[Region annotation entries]

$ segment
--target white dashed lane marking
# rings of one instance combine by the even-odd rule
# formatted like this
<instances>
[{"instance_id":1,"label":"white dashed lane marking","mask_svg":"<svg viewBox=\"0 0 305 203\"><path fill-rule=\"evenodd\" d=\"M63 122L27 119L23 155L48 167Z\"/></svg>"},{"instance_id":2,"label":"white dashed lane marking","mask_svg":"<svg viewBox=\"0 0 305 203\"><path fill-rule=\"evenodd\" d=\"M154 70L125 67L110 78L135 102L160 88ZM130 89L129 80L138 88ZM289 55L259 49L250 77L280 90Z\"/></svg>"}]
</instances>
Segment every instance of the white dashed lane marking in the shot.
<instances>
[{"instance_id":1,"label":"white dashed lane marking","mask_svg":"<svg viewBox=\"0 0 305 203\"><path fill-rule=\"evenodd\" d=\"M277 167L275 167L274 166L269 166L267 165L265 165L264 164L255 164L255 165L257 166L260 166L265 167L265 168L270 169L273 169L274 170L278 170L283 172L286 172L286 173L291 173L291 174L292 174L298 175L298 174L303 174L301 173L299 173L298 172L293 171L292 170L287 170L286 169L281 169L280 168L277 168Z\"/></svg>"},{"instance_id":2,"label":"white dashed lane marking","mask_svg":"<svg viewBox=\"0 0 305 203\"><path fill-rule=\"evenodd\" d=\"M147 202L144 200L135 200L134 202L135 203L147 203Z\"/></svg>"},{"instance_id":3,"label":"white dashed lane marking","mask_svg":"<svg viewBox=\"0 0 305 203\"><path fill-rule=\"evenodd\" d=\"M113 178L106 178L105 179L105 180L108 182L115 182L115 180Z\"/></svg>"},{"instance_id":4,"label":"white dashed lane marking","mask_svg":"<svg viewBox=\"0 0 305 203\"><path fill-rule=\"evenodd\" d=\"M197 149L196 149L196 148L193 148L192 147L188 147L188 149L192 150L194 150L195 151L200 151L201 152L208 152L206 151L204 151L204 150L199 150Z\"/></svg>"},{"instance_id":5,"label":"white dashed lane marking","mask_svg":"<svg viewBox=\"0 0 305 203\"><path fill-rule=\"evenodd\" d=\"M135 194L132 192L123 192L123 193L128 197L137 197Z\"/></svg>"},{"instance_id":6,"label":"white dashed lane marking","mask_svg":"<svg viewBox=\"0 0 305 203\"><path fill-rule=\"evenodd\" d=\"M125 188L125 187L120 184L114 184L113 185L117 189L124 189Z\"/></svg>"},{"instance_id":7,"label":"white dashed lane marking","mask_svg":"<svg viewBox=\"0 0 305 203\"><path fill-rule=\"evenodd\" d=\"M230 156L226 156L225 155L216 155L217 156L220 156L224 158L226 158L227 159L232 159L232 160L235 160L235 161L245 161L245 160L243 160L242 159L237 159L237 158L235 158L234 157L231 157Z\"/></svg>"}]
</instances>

* * *

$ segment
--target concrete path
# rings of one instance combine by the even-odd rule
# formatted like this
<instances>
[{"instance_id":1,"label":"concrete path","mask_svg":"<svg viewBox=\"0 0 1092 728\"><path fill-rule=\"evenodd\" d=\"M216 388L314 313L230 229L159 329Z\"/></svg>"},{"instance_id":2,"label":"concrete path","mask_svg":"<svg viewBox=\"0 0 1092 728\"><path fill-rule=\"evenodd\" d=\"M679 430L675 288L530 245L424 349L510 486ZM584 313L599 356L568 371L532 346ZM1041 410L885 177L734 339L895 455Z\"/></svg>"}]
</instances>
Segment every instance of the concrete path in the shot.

## Aim
Extract each line of the data above that contains the string "marking".

## Written solution
--target white dashed lane marking
[{"instance_id":1,"label":"white dashed lane marking","mask_svg":"<svg viewBox=\"0 0 305 203\"><path fill-rule=\"evenodd\" d=\"M63 122L27 119L23 155L48 167Z\"/></svg>"},{"instance_id":2,"label":"white dashed lane marking","mask_svg":"<svg viewBox=\"0 0 305 203\"><path fill-rule=\"evenodd\" d=\"M154 70L125 67L110 78L135 102L160 88ZM130 89L129 80L138 88ZM289 55L259 49L250 77L280 90Z\"/></svg>"}]
Segment every instance of the white dashed lane marking in the shot.
[{"instance_id":1,"label":"white dashed lane marking","mask_svg":"<svg viewBox=\"0 0 305 203\"><path fill-rule=\"evenodd\" d=\"M277 167L275 167L274 166L269 166L267 165L265 165L264 164L255 164L255 165L257 166L260 166L265 167L265 168L270 169L273 169L274 170L278 170L283 172L286 172L286 173L291 173L291 174L292 174L298 175L298 174L303 174L301 173L299 173L298 172L293 171L292 170L287 170L286 169L281 169L280 168L277 168Z\"/></svg>"},{"instance_id":2,"label":"white dashed lane marking","mask_svg":"<svg viewBox=\"0 0 305 203\"><path fill-rule=\"evenodd\" d=\"M147 202L144 200L135 200L134 202L135 203L147 203Z\"/></svg>"},{"instance_id":3,"label":"white dashed lane marking","mask_svg":"<svg viewBox=\"0 0 305 203\"><path fill-rule=\"evenodd\" d=\"M113 178L106 178L105 179L105 180L108 182L115 182L115 180Z\"/></svg>"},{"instance_id":4,"label":"white dashed lane marking","mask_svg":"<svg viewBox=\"0 0 305 203\"><path fill-rule=\"evenodd\" d=\"M197 149L196 149L196 148L193 148L192 147L188 147L188 149L192 150L194 150L195 151L200 151L201 152L208 152L206 151L204 151L204 150L199 150Z\"/></svg>"},{"instance_id":5,"label":"white dashed lane marking","mask_svg":"<svg viewBox=\"0 0 305 203\"><path fill-rule=\"evenodd\" d=\"M135 194L132 192L123 192L123 193L128 197L137 197Z\"/></svg>"},{"instance_id":6,"label":"white dashed lane marking","mask_svg":"<svg viewBox=\"0 0 305 203\"><path fill-rule=\"evenodd\" d=\"M125 188L125 187L120 184L114 184L113 185L117 189L124 189Z\"/></svg>"},{"instance_id":7,"label":"white dashed lane marking","mask_svg":"<svg viewBox=\"0 0 305 203\"><path fill-rule=\"evenodd\" d=\"M230 156L226 156L225 155L216 155L217 156L220 156L224 158L226 158L227 159L232 159L232 160L235 160L235 161L245 161L245 160L243 160L242 159L237 159L237 158L235 158L234 157L231 157Z\"/></svg>"}]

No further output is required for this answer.